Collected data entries

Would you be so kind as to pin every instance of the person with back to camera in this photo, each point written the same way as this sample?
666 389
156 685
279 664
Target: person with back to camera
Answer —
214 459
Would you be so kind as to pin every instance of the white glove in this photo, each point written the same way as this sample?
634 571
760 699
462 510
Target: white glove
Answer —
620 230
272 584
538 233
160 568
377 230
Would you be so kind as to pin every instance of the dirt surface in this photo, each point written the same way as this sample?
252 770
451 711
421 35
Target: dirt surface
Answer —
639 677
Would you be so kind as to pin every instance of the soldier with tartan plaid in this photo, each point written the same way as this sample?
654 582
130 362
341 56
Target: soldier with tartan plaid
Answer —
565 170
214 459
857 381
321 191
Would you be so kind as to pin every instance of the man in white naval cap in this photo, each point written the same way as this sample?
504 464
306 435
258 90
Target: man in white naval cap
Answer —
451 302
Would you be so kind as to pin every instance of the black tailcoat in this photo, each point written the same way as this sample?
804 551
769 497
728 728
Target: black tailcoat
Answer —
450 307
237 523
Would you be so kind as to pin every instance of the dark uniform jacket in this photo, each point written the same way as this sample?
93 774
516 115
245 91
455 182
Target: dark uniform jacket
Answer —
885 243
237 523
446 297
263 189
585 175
...
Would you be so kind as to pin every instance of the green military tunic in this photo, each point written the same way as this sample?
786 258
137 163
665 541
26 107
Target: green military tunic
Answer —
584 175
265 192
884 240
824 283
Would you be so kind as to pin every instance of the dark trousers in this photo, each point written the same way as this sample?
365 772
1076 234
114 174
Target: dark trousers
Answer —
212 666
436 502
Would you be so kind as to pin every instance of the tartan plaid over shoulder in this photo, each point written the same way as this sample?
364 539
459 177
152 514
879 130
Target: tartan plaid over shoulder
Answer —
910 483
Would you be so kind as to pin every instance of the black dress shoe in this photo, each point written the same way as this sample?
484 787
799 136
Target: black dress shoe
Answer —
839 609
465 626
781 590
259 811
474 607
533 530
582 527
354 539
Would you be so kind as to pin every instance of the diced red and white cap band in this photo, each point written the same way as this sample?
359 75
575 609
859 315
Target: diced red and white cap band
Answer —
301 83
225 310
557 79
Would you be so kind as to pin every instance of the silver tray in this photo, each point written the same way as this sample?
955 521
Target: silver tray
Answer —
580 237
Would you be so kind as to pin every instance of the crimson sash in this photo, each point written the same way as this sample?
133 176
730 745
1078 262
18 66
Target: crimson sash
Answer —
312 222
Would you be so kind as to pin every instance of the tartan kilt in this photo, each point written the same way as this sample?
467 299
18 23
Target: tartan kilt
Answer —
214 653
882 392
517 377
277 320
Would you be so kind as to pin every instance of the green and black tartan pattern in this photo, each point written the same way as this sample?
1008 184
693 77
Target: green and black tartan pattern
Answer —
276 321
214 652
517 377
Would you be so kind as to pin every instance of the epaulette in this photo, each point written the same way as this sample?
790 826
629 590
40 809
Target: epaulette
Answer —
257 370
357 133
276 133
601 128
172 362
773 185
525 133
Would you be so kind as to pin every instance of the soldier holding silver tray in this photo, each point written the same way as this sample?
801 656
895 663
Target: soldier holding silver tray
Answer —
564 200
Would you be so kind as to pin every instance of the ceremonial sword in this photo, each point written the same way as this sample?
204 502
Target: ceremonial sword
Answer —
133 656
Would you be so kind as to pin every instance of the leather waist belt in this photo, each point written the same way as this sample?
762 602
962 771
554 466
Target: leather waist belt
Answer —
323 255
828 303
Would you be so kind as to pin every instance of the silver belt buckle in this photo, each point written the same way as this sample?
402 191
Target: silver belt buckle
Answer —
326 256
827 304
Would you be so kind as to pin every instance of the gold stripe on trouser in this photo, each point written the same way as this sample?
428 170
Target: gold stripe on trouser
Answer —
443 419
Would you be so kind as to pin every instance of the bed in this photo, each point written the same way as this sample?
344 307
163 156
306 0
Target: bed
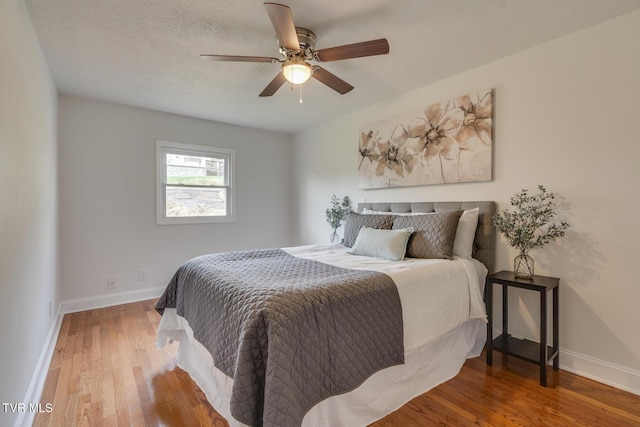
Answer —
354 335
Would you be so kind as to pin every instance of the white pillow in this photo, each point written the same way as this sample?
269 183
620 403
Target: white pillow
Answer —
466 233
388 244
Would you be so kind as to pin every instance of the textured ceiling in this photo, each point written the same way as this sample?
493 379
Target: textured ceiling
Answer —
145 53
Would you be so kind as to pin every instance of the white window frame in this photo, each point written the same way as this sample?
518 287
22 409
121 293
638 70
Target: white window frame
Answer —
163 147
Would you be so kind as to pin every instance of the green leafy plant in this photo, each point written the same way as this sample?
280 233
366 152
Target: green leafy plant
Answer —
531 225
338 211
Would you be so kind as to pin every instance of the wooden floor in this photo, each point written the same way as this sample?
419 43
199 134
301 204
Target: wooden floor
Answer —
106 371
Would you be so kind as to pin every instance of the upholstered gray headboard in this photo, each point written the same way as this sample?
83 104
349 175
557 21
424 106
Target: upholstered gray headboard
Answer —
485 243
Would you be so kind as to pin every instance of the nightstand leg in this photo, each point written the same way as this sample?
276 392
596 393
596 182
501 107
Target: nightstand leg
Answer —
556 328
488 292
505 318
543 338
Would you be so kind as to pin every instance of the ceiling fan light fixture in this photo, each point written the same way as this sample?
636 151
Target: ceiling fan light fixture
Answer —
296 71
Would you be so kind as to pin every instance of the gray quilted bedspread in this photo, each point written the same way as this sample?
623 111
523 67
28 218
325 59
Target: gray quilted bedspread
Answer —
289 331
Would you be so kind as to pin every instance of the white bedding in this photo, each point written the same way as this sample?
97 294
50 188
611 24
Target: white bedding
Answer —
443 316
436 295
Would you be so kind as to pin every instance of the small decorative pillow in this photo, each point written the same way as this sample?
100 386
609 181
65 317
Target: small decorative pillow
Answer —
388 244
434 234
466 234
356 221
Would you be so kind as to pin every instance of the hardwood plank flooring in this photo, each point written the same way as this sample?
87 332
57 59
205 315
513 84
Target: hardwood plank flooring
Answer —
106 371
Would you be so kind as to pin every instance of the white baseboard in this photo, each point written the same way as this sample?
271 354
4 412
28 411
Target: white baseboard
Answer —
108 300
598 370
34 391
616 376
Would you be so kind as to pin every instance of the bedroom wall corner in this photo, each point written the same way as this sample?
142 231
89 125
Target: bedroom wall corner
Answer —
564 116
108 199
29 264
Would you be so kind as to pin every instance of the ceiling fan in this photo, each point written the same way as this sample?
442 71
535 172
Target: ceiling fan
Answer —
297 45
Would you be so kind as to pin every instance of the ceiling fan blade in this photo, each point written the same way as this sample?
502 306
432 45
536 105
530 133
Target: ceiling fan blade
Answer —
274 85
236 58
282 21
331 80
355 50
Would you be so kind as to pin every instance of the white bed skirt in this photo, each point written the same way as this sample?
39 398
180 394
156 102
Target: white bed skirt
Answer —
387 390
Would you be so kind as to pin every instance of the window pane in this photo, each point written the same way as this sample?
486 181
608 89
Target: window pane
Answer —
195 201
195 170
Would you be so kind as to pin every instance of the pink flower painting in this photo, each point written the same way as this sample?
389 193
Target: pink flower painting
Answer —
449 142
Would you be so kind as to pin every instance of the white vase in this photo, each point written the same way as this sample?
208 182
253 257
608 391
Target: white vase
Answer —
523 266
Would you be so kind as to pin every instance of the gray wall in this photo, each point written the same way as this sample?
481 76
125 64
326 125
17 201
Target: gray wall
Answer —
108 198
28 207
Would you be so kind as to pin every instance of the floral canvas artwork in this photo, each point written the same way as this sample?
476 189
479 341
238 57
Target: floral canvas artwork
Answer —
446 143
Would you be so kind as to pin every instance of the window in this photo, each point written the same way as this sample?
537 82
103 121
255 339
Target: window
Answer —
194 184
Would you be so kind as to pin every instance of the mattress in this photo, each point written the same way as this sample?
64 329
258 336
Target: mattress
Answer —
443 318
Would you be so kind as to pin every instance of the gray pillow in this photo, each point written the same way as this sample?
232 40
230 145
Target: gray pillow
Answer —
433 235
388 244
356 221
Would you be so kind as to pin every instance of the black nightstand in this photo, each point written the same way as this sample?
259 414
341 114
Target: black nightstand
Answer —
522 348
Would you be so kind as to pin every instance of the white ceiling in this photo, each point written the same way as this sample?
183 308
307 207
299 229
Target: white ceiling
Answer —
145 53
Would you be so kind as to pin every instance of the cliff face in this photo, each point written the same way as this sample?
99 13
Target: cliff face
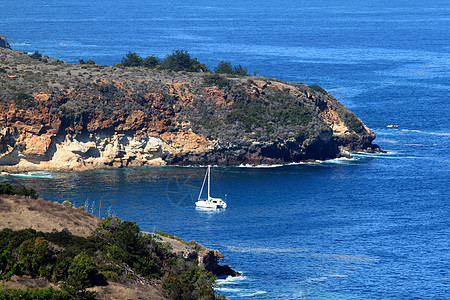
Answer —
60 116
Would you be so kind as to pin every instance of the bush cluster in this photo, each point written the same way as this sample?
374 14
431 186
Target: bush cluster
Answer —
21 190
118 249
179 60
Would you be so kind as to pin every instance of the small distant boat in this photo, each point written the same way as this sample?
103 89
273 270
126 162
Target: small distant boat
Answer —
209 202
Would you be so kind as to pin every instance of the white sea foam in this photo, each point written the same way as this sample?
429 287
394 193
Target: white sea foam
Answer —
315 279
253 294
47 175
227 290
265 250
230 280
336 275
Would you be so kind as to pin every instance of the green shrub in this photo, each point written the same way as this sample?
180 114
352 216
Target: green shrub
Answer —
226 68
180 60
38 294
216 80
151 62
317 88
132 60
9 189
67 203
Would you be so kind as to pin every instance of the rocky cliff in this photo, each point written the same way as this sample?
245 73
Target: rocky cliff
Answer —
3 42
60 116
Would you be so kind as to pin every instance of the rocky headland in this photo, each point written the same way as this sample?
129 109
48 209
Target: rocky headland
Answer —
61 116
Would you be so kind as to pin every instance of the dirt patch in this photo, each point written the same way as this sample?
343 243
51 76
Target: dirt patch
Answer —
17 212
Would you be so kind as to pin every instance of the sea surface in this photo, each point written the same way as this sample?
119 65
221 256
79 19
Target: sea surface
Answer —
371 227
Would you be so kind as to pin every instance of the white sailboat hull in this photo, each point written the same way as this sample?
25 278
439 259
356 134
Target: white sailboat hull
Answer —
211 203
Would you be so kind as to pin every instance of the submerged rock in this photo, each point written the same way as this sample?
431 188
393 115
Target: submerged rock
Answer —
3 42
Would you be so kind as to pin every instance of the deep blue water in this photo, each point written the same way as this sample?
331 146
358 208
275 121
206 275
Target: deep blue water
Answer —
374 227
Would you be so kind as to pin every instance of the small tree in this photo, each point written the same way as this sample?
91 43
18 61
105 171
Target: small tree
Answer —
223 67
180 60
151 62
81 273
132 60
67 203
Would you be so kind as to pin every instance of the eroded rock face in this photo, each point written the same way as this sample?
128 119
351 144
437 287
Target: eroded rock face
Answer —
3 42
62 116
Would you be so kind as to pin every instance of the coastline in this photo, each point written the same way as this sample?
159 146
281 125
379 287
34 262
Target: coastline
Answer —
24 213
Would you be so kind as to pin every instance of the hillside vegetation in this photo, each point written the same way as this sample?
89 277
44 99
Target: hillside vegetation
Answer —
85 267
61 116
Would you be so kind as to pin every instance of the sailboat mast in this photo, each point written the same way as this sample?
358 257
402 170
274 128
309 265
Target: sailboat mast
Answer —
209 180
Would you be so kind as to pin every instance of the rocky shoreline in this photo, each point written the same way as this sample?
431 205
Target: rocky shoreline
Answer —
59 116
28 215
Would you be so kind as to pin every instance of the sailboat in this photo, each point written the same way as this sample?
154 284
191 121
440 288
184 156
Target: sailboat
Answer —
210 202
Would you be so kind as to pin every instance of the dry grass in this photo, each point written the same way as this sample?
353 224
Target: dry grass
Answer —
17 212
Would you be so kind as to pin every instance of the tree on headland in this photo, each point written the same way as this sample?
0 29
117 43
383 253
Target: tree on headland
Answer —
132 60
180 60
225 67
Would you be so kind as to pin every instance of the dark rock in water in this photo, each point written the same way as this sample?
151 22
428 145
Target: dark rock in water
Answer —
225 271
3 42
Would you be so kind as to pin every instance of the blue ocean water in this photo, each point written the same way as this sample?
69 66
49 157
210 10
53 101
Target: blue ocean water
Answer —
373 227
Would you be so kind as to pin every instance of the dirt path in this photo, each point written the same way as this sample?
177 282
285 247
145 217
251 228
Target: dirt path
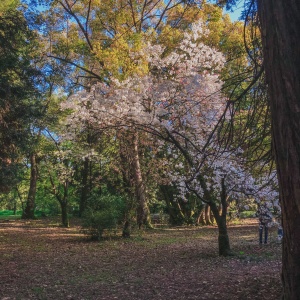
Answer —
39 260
==
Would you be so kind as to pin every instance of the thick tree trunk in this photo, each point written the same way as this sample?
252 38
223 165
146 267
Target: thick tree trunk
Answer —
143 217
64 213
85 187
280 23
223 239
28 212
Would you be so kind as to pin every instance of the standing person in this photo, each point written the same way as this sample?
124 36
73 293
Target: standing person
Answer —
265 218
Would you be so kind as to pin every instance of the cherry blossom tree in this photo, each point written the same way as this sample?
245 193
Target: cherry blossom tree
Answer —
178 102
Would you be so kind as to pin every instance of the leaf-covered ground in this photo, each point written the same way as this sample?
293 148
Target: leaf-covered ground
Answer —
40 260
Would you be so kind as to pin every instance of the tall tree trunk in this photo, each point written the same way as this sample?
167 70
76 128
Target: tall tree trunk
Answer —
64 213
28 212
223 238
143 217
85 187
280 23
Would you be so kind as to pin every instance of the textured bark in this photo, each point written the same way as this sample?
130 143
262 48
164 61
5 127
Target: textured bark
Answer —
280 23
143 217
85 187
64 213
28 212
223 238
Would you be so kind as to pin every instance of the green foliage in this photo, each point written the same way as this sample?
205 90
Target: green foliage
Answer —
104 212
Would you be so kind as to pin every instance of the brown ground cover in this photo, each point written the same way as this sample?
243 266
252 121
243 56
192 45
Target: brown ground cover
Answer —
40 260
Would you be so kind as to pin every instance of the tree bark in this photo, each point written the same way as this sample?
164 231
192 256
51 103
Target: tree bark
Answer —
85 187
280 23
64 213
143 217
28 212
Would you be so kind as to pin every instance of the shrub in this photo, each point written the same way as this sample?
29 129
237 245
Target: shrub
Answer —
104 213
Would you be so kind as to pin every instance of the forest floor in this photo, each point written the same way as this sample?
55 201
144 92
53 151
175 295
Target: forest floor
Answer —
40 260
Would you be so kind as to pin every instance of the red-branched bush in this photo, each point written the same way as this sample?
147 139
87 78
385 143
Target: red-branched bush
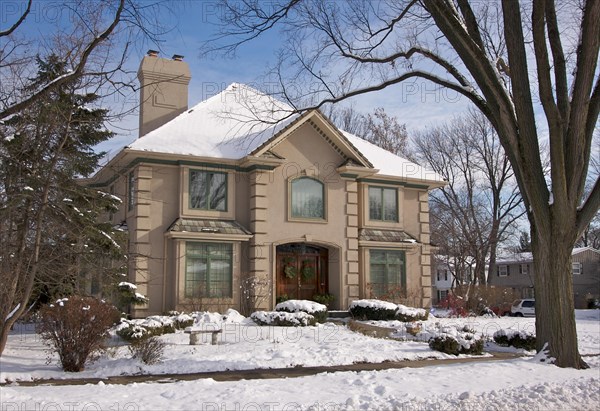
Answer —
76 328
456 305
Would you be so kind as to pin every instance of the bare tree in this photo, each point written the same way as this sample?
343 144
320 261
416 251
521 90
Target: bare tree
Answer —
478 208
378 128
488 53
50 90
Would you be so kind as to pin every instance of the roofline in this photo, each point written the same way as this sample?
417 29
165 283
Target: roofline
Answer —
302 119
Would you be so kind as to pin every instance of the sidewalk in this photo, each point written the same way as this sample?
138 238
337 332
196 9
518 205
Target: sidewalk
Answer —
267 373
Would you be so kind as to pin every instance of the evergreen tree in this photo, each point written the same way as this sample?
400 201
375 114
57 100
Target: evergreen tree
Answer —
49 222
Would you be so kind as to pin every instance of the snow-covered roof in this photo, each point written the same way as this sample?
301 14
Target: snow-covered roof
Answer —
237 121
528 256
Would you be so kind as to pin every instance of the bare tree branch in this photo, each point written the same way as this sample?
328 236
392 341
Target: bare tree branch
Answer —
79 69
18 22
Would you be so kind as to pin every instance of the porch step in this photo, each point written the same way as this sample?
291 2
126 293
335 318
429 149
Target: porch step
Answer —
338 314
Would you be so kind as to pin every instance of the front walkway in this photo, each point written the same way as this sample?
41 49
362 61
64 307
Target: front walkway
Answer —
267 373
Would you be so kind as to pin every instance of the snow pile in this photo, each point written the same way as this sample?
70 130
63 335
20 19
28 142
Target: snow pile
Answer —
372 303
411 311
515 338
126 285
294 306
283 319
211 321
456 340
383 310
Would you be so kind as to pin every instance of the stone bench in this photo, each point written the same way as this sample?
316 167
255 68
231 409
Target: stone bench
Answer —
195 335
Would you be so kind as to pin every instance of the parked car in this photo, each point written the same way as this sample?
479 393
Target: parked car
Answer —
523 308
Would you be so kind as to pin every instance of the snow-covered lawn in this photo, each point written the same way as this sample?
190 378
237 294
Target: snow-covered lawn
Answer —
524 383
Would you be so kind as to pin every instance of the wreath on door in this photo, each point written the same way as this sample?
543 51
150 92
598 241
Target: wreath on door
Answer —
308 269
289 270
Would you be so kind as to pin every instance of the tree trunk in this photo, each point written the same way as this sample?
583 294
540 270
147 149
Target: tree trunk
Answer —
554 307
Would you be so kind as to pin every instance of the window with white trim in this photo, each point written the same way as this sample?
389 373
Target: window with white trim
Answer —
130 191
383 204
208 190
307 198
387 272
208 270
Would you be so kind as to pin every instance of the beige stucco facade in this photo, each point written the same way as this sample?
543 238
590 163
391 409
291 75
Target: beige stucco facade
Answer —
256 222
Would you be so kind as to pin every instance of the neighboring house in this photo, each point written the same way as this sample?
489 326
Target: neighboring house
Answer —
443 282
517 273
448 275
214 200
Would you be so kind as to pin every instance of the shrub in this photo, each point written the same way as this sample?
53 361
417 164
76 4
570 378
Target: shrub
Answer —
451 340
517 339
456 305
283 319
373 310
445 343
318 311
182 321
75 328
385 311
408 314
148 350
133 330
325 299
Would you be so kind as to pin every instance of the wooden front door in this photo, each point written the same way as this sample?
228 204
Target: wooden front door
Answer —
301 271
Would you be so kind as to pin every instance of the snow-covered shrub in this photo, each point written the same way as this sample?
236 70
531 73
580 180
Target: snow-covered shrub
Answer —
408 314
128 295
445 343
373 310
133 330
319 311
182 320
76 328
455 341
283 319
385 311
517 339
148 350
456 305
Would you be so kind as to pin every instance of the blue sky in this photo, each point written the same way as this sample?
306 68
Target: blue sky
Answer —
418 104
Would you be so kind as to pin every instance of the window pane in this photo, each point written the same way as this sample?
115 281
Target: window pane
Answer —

*What is needed*. Select and copy every line in the entries above that contains the word "kilt".

*Task result*.
Would you be so kind as to pin every instance of the tartan kilt in this photo, each point written the same way as this sample?
Target: tartan kilt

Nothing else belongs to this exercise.